» What is being asked: Translate into Spanish this sentence from the text on veterinary uses of TB/AB: "TB/AB is a good first line therapy for any condition in which physical or emotional stress is a factor."

Extracted text Start Marker

The second observation is that the technique can balance muscle tension between the left and right sides of the body or across a joint.6 According to a model of neuropathic pain proposed by Dr. C. Chan Gunn, unequal muscle tension along the spine or across joints can produce abnormal pressure distribution which affects the surrounding nerves and tissues, blocking the flow of motor impulses, and sensitizing the nerve and associated skeletal or smooth muscle (Figure 3). This sensitization can further cause sustained muscle shortening or spasms in a self-perpetuating cycle, leading in many cases to chronic pain and eventually osteoarthritis. Restoring symmetry of muscle tension by releasing/relaxing the shortened muscle(s) was found to bring long-term pain relief to many of Dr. Gunn’s patients.7
Veterinary clinical applications
TB/AB is a good first line therapy for any condition in which physical or emotional stress is a factor. In any emergency or acute condition, one or two specific moves can be employed to help reduce shock and pain.
- For chronic musculoskeletal conditions including back pain, sacroiliac pain, or cervical problems, a TB/AB treatment can immediately begin to address compensation patterns of movement or muscle use that may be contributing to overall painfulness, and improve freedom of movement.
- Specific procedures for respiratory and digestive issues can help correct a variety of problems in these systems, and support homeostasis.
- There are even instances of this technique being instrumental in restoring normal blood glucose values in a diabetic animal.
- TB/AB can often address emotional/behavioral issues associated with fear, physical trauma or abuse. Dr. Peck (co-author of this article) has had very good success treating thunderstorm phobia and separation anxiety in dogs using only this technique.

Extracted text End Marker
Data extracts Start Marker

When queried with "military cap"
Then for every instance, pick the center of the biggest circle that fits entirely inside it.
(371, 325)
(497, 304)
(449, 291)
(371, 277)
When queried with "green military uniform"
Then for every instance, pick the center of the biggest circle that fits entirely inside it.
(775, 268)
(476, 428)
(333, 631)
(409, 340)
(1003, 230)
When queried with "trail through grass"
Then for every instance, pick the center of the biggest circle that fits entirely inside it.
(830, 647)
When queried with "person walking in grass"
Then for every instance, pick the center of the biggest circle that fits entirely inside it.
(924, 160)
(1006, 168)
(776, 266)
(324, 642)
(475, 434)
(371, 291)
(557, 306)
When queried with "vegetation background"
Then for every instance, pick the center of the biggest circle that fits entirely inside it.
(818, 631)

Data extracts End Marker

» Result of this task: TB/AB es una buena terapia de primera línea para cualquier afección en la que el estrés físico o emocional sea un factor.